### Your task:
Could you copy out the forum comment below on where pixels sit in a sampling grid, word for word and in full?

### Extract to read:
I have spotted similar bugs too which become evident very quickly when working with smaller resolutions and likewise with a smaller number of grayscales.
> We choose a H×W rectangular grid of points, from which we will draw samples.
An additional thing to keep in mind is how a camera capturing the image would be operating. It's not sampling in the true theoretical sense of picking points from a continuous signal. The pixels are of finite size, which makes the grid (2) as closer to the reality. There are additional complications for color images where the red, green and blue channels are integrating over different regions within the pixel area (see [A] for example). This makes the real grid as different from even (2) for different color channels. However, the math suggested by the author should not change still.
> It seems the mess is unique in the deep learning world.
The title, "Where Are Pixels? -- a Deep Learning Perspective", looks unjustified. What's presented is not a deep learning perspective. It applies generically.

### Exercise data:
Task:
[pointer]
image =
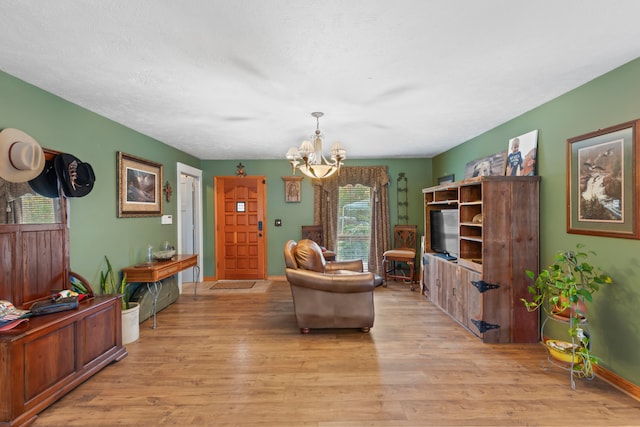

### Result of the task:
I have spotted similar bugs too which become evident very quickly when working with smaller resolutions and likewise with a smaller number of grayscales.
> We choose a H×W rectangular grid of points, from which we will draw samples.
An additional thing to keep in mind is how a camera capturing the image would be operating. It's not sampling in the true theoretical sense of picking points from a continuous signal. The pixels are of finite size, which makes the grid (2) as closer to the reality. There are additional complications for color images where the red, green and blue channels are integrating over different regions within the pixel area (see [A] for example). This makes the real grid as different from even (2) for different color channels. However, the math suggested by the author should not change still.
> It seems the mess is unique in the deep learning world.
The title, "Where Are Pixels? -- a Deep Learning Perspective", looks unjustified. What's presented is not a deep learning perspective. It applies generically.